Work order: Return verbatim the run of lines that opens with the line holding "Where can you spot the tractor's large" and closes with the last line of the records.

Source records:
================
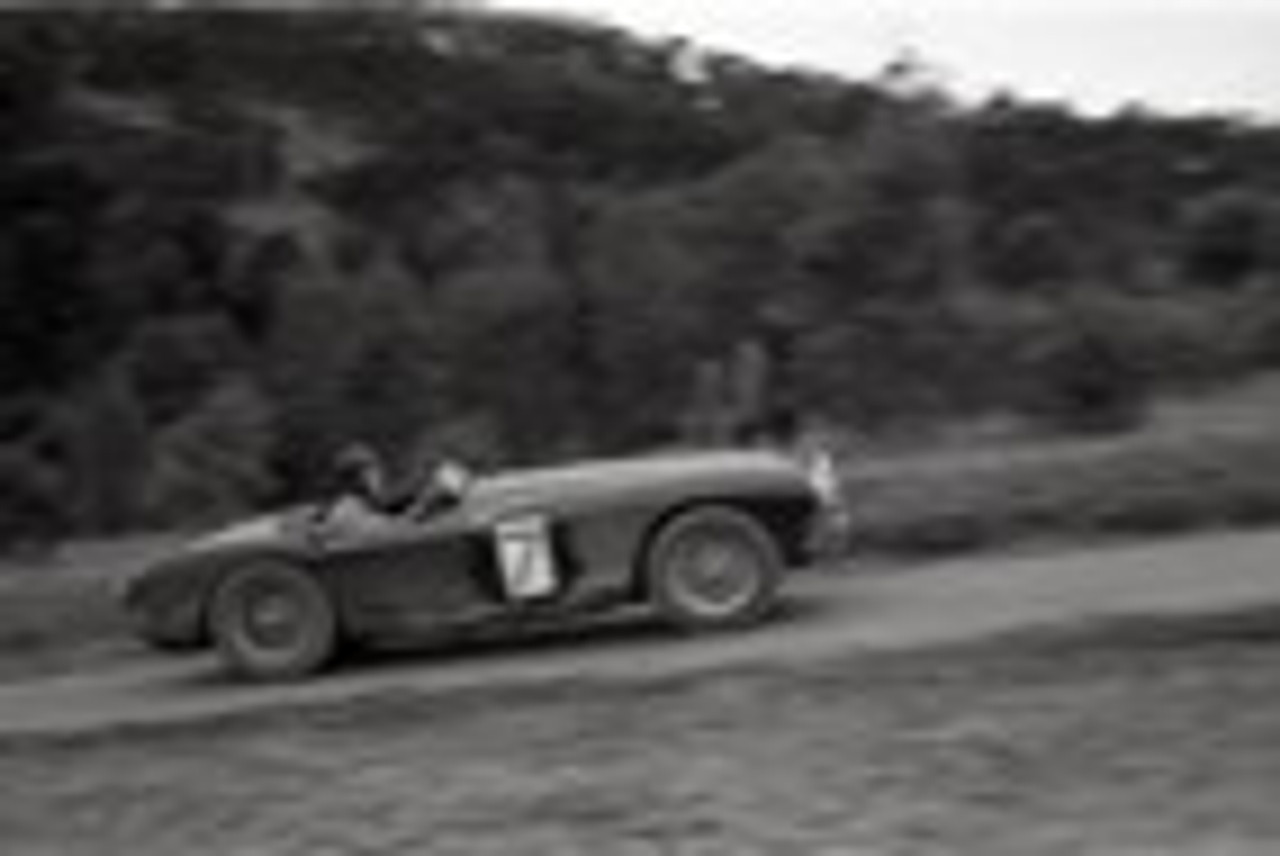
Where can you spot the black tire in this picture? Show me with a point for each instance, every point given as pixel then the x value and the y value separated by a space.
pixel 713 567
pixel 272 621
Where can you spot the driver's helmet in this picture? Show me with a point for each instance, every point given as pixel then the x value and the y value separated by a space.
pixel 359 470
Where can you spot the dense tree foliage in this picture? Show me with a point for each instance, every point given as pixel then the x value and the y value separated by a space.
pixel 233 242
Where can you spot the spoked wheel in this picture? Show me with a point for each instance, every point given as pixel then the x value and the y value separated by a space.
pixel 273 622
pixel 713 567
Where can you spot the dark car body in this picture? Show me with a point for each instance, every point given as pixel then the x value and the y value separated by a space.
pixel 586 530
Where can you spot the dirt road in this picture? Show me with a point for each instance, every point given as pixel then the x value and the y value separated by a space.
pixel 833 610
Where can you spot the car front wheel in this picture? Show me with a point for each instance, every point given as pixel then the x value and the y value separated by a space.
pixel 273 622
pixel 713 567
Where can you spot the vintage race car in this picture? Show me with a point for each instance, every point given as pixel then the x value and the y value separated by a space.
pixel 702 538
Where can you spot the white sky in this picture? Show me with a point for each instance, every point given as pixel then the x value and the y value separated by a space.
pixel 1176 55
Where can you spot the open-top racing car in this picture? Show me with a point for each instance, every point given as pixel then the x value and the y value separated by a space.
pixel 703 538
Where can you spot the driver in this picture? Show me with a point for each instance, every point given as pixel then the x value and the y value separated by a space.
pixel 361 476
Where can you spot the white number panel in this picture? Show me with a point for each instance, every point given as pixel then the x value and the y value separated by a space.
pixel 525 558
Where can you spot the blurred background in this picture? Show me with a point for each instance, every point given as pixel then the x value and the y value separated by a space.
pixel 232 243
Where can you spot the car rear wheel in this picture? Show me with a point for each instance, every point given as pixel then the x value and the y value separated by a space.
pixel 713 567
pixel 273 622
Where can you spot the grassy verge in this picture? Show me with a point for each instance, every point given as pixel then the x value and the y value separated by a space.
pixel 1155 481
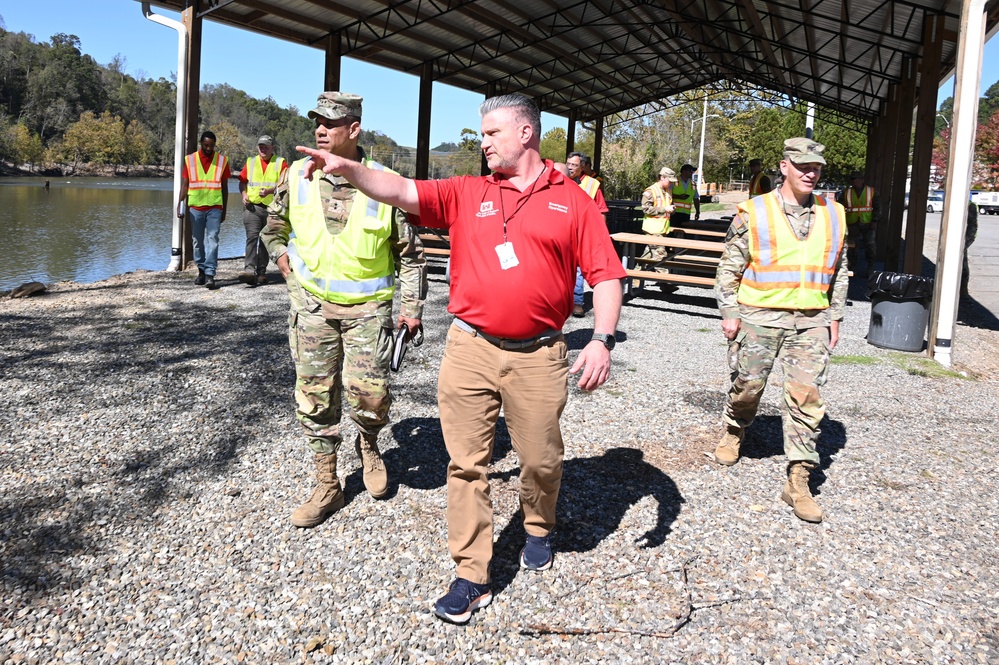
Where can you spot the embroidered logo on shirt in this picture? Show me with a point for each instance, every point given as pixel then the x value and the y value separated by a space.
pixel 486 209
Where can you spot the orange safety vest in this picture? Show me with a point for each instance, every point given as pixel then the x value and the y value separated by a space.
pixel 785 272
pixel 859 208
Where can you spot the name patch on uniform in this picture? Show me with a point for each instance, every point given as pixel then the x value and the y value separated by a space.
pixel 486 209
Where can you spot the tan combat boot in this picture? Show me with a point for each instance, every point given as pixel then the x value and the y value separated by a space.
pixel 375 476
pixel 326 499
pixel 797 495
pixel 727 452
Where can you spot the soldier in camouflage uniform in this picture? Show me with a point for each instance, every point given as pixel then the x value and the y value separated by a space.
pixel 781 287
pixel 340 270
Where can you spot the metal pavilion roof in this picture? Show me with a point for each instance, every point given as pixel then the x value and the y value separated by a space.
pixel 599 57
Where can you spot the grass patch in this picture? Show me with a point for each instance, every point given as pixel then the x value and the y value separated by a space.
pixel 925 367
pixel 853 360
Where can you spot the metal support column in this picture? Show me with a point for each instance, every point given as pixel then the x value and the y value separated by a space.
pixel 423 121
pixel 331 75
pixel 922 150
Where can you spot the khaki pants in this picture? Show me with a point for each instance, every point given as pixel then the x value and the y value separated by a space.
pixel 531 385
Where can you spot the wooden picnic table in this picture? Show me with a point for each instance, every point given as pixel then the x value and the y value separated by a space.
pixel 708 251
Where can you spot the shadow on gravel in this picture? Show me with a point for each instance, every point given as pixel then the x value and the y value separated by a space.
pixel 421 459
pixel 596 494
pixel 121 401
pixel 765 438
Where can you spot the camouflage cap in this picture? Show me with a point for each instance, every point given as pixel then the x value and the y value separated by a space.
pixel 335 105
pixel 804 151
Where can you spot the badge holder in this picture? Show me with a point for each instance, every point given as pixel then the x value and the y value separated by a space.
pixel 402 339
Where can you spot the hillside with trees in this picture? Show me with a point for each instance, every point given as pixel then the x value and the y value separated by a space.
pixel 61 112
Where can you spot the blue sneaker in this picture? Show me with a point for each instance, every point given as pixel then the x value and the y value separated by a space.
pixel 537 553
pixel 462 599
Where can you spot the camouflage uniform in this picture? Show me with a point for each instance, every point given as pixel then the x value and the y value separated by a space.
pixel 329 338
pixel 803 335
pixel 649 207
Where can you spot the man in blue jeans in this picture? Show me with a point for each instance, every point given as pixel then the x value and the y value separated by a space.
pixel 204 186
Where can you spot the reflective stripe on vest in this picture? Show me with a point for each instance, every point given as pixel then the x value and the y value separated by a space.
pixel 684 203
pixel 351 267
pixel 205 188
pixel 661 199
pixel 785 272
pixel 859 209
pixel 258 178
pixel 590 186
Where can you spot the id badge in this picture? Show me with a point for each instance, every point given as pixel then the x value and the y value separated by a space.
pixel 508 258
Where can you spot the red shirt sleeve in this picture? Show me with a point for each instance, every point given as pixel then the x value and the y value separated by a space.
pixel 601 203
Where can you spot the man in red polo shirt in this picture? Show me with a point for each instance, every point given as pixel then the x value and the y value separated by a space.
pixel 516 239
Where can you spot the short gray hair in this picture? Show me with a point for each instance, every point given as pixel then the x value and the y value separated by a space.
pixel 524 106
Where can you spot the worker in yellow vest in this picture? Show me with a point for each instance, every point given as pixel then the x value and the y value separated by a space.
pixel 204 190
pixel 759 182
pixel 863 211
pixel 578 164
pixel 781 287
pixel 685 197
pixel 341 269
pixel 257 183
pixel 657 204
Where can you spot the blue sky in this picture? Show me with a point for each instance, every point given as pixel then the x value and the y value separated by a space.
pixel 289 73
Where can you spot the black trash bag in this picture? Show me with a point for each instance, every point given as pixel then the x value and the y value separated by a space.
pixel 900 286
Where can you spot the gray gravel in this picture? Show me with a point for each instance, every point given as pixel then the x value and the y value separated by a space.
pixel 150 458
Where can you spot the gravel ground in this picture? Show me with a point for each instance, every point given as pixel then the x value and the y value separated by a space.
pixel 150 459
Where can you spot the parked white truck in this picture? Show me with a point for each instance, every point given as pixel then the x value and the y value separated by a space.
pixel 987 202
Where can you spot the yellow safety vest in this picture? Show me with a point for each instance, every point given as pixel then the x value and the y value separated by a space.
pixel 205 188
pixel 661 199
pixel 754 184
pixel 258 178
pixel 590 186
pixel 785 272
pixel 685 202
pixel 351 267
pixel 859 209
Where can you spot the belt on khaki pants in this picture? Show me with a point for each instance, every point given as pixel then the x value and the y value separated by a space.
pixel 508 344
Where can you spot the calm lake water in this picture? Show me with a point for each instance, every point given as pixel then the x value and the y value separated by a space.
pixel 88 229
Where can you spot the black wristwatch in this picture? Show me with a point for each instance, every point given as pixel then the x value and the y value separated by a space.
pixel 606 340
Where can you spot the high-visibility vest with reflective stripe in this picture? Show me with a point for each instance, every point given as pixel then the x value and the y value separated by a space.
pixel 785 272
pixel 258 178
pixel 685 202
pixel 351 267
pixel 590 186
pixel 660 199
pixel 205 187
pixel 859 208
pixel 755 189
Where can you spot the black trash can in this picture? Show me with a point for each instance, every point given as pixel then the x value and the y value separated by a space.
pixel 900 310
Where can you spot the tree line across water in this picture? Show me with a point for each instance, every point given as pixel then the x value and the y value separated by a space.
pixel 62 112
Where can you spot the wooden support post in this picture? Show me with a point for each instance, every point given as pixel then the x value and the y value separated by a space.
pixel 189 17
pixel 570 135
pixel 922 151
pixel 423 121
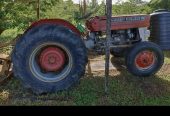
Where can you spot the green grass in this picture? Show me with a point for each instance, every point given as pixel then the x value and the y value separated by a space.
pixel 124 89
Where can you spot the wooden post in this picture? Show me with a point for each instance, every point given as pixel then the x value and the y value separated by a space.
pixel 38 9
pixel 108 36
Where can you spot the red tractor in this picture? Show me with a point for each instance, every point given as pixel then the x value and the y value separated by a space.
pixel 52 54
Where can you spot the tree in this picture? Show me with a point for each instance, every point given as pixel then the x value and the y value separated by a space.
pixel 159 4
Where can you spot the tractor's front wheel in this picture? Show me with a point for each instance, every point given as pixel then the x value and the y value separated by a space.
pixel 144 59
pixel 49 58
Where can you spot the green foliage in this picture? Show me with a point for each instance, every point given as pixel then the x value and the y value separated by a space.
pixel 159 4
pixel 21 13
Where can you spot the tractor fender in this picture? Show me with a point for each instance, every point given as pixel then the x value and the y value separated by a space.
pixel 57 22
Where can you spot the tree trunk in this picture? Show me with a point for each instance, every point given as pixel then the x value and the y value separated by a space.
pixel 1 31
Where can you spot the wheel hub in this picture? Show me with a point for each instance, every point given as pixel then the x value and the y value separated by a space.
pixel 145 60
pixel 52 59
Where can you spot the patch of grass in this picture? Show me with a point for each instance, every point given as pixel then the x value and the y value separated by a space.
pixel 124 89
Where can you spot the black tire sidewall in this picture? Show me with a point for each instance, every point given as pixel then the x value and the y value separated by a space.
pixel 134 51
pixel 74 44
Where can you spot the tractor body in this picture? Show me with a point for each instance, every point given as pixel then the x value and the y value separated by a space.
pixel 52 53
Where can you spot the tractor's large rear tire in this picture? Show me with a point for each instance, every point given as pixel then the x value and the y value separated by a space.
pixel 49 58
pixel 144 59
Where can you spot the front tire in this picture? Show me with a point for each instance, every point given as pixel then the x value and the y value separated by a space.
================
Response area:
Where can you spot the tractor's large rear tire in this picture? Show me with a point for each instance, every point given as pixel then the x value and the y value separated by a space.
pixel 49 58
pixel 144 59
Where can you spot the front tire in this picture? Show me with a point for each instance, every point given as pixel then the x value and the y value separated by a space.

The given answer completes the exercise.